Problem to work on: Reproduce verbatim the data starting at the line containing "task: segment the plate rim" and ending at the final line of the data, inclusive.

* start Records for processing *

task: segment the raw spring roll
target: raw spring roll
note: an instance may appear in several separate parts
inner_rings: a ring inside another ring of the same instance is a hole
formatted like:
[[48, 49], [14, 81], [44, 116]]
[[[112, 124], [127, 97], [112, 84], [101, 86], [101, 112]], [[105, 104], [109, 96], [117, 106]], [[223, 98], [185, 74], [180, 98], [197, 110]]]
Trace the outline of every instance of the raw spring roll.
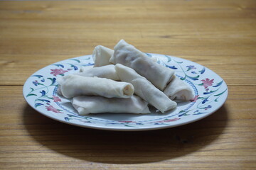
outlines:
[[149, 102], [161, 113], [176, 107], [176, 102], [169, 98], [161, 91], [133, 69], [120, 64], [116, 64], [115, 68], [121, 81], [131, 83], [134, 87], [136, 95]]
[[79, 115], [100, 113], [150, 113], [148, 103], [138, 96], [129, 98], [80, 96], [71, 103]]
[[114, 50], [105, 47], [102, 45], [97, 45], [92, 52], [92, 59], [95, 62], [94, 67], [108, 65], [111, 56], [114, 54]]
[[86, 95], [107, 98], [129, 98], [134, 91], [134, 86], [126, 82], [98, 77], [87, 77], [70, 74], [57, 80], [59, 94], [66, 98]]
[[174, 71], [154, 62], [146, 54], [121, 40], [114, 46], [114, 55], [110, 61], [122, 64], [134, 69], [156, 87], [163, 91], [171, 81]]
[[176, 76], [174, 76], [164, 93], [171, 100], [189, 101], [194, 97], [192, 89]]
[[83, 76], [97, 76], [100, 78], [106, 78], [112, 80], [120, 80], [117, 74], [114, 64], [92, 68], [83, 67], [80, 69], [80, 72], [75, 74]]

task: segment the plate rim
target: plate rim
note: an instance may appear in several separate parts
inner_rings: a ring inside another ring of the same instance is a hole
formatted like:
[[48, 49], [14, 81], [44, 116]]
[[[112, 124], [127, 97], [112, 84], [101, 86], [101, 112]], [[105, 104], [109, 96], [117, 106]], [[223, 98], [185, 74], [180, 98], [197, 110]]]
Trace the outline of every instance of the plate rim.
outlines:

* end Records for processing *

Solution for this exercise:
task: segment the plate rim
target: plate rim
note: an instance may appear in several separate parts
inner_rings: a ring inside another ring of the same instance is a hole
formatted like:
[[48, 49], [14, 81], [44, 116]]
[[[112, 124], [127, 97], [112, 84], [101, 86], [101, 112]], [[105, 104], [109, 96], [117, 106]], [[223, 98], [185, 74], [180, 98], [197, 110]]]
Trace the outline of every instance of the plate rim.
outlines:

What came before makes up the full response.